MATERIAL SHOWN
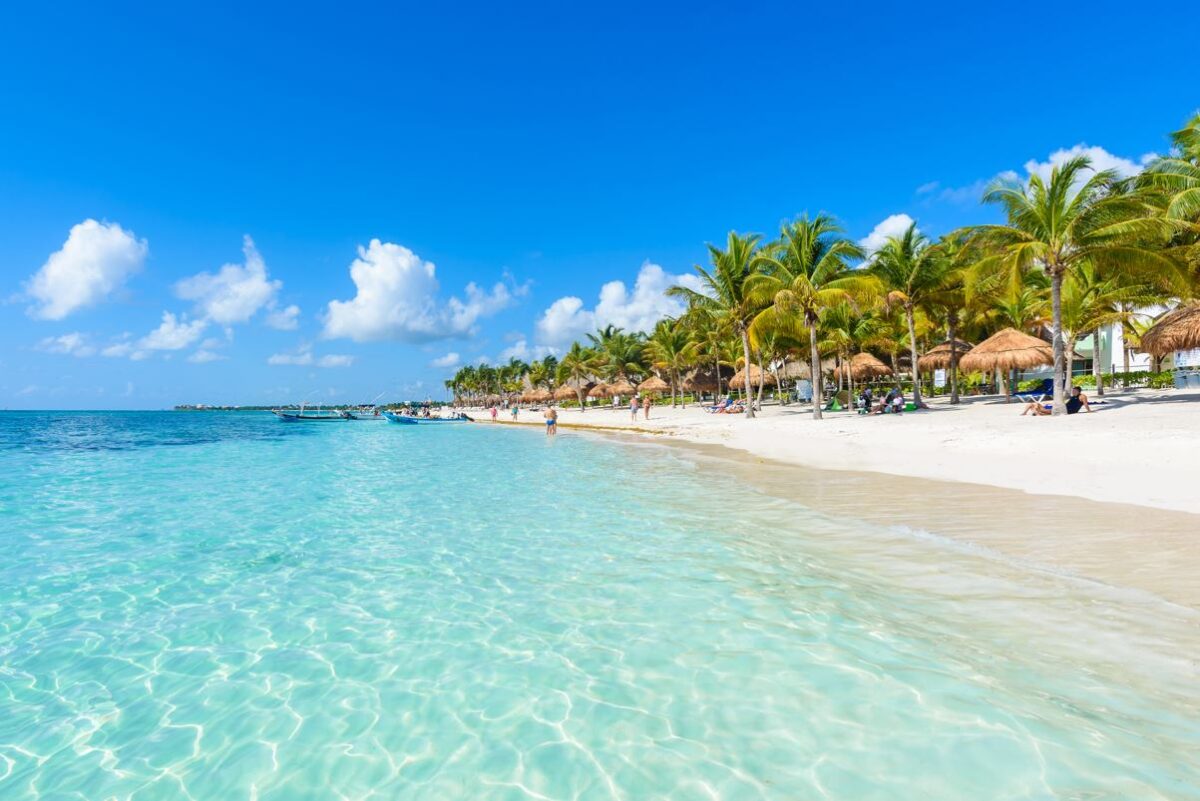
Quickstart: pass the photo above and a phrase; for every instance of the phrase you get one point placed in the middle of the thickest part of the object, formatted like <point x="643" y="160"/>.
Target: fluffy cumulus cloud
<point x="634" y="309"/>
<point x="397" y="299"/>
<point x="70" y="344"/>
<point x="173" y="333"/>
<point x="95" y="260"/>
<point x="449" y="360"/>
<point x="237" y="291"/>
<point x="285" y="319"/>
<point x="891" y="226"/>
<point x="305" y="357"/>
<point x="1101" y="158"/>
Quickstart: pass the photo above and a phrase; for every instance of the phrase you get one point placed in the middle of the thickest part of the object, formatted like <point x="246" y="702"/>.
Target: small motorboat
<point x="409" y="420"/>
<point x="311" y="416"/>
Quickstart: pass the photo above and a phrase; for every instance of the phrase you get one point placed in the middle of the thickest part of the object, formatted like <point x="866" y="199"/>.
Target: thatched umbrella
<point x="1179" y="330"/>
<point x="756" y="377"/>
<point x="705" y="379"/>
<point x="862" y="367"/>
<point x="622" y="387"/>
<point x="939" y="356"/>
<point x="1007" y="350"/>
<point x="655" y="385"/>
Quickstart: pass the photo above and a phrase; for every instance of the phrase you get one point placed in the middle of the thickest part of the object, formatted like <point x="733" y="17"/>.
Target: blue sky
<point x="426" y="185"/>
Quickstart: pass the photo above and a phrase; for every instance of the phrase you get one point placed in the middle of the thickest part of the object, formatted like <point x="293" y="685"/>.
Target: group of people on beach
<point x="892" y="403"/>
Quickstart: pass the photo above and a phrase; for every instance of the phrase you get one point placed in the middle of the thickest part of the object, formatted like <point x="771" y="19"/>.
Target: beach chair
<point x="1037" y="393"/>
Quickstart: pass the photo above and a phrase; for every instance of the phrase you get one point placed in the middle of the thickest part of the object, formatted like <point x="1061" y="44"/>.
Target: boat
<point x="409" y="420"/>
<point x="311" y="416"/>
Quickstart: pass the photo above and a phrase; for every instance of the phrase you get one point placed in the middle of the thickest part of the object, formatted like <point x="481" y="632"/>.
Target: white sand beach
<point x="1139" y="447"/>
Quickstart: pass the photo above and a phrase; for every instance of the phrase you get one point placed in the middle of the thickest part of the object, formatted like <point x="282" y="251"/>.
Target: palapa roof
<point x="756" y="377"/>
<point x="939" y="356"/>
<point x="703" y="379"/>
<point x="1177" y="330"/>
<point x="1008" y="349"/>
<point x="863" y="366"/>
<point x="654" y="384"/>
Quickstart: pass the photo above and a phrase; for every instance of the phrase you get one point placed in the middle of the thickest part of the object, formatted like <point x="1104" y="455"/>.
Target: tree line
<point x="1078" y="251"/>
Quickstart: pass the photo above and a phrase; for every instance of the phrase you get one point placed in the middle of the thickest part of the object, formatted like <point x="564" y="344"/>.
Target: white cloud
<point x="1102" y="160"/>
<point x="173" y="333"/>
<point x="70" y="344"/>
<point x="304" y="357"/>
<point x="204" y="356"/>
<point x="285" y="319"/>
<point x="94" y="262"/>
<point x="235" y="291"/>
<point x="397" y="299"/>
<point x="891" y="226"/>
<point x="567" y="318"/>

WRITTEN REQUEST
Copy every record character for character. Skip the pictures.

THE SOLUTION
Quickstart: pass the photo above and a phrase; for every instance of the phrase you get one point placed in the middle of the thickest part of the object, formatted like <point x="643" y="160"/>.
Target: fluffy cumulus cloud
<point x="634" y="309"/>
<point x="397" y="299"/>
<point x="70" y="344"/>
<point x="173" y="333"/>
<point x="95" y="260"/>
<point x="449" y="360"/>
<point x="237" y="291"/>
<point x="285" y="319"/>
<point x="891" y="226"/>
<point x="305" y="357"/>
<point x="1101" y="158"/>
Quickstart: pass the photo above and a phrase; for every instance of the phrase you get one point placed in the middle of the thickest part of the object, formatted like <point x="246" y="702"/>.
Target: small motorboat
<point x="409" y="420"/>
<point x="311" y="416"/>
Quickstart: pass the photo above and a phrase; for every instance of the phrase you get one point placed in the middle of the thickest part of the object, formatted like <point x="866" y="199"/>.
Target: thatched umbrella
<point x="1179" y="330"/>
<point x="756" y="377"/>
<point x="705" y="379"/>
<point x="862" y="367"/>
<point x="622" y="387"/>
<point x="939" y="356"/>
<point x="1007" y="350"/>
<point x="655" y="385"/>
Quickstart: pass the photo above and a phrase; for every instance of the phrase you get one point placed in the middle of the thickest part of the object, formatted like <point x="733" y="17"/>.
Target: blue sky
<point x="426" y="185"/>
Quickstart: pass the photo above and a phrase; for every instance of the phrase you get one point placed in the middle of the thickest part of the object, formatted like <point x="293" y="685"/>.
Target: group of people on beach
<point x="892" y="403"/>
Quickstart: pass the photo above and a phrase; for every instance of the phrase you get one point placed in the middle of the thickest part of the object, formatted like <point x="771" y="19"/>.
Target: beach chair
<point x="1037" y="393"/>
Quickstart: pass the photo above and a phrase; for every instance of the phrase you get one point placed in the middle of the thickest part of the object, formatted like <point x="1061" y="44"/>.
Target: boat
<point x="409" y="420"/>
<point x="311" y="416"/>
Quickstart: pass the photo above and a phrase; for every instance of the phrase you get one point placed in the middle of the thickest part of the object, formatted like <point x="481" y="632"/>.
Target: white sand beach
<point x="1139" y="447"/>
Quickstart: pass the photo above and a phrase; for every instance of the phrase you get one point placed in the middle of the thickest part of the object, formatted like <point x="282" y="251"/>.
Target: palapa roof
<point x="756" y="377"/>
<point x="939" y="356"/>
<point x="703" y="379"/>
<point x="1177" y="330"/>
<point x="1008" y="349"/>
<point x="863" y="366"/>
<point x="654" y="384"/>
Quickstart: pass the photo above and a phrase; for every instance of the phrase you get one point placed in the middle of the thickest part of the object, formatted like <point x="1104" y="455"/>.
Target: tree line
<point x="1078" y="251"/>
Quickstart: pass the photo above and a phrase; for every instance of the phrase you get one point placed in the middle of the thickest part of the object, formatted like <point x="564" y="344"/>.
Target: white cloud
<point x="1102" y="160"/>
<point x="173" y="333"/>
<point x="70" y="344"/>
<point x="304" y="357"/>
<point x="204" y="356"/>
<point x="285" y="319"/>
<point x="94" y="262"/>
<point x="235" y="291"/>
<point x="397" y="299"/>
<point x="891" y="226"/>
<point x="567" y="318"/>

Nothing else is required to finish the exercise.